_WHAT TO DO_:
Extract every record, keeping each one exactly as it is.

_GIVEN ENTRIES_:
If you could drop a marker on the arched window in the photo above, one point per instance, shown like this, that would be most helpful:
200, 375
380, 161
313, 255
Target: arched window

_THE SOLUTION_:
If you could drop a marker on the arched window in the photo above, one point per instance, shown like this, that would be most helpful:
200, 375
380, 161
313, 255
Target: arched window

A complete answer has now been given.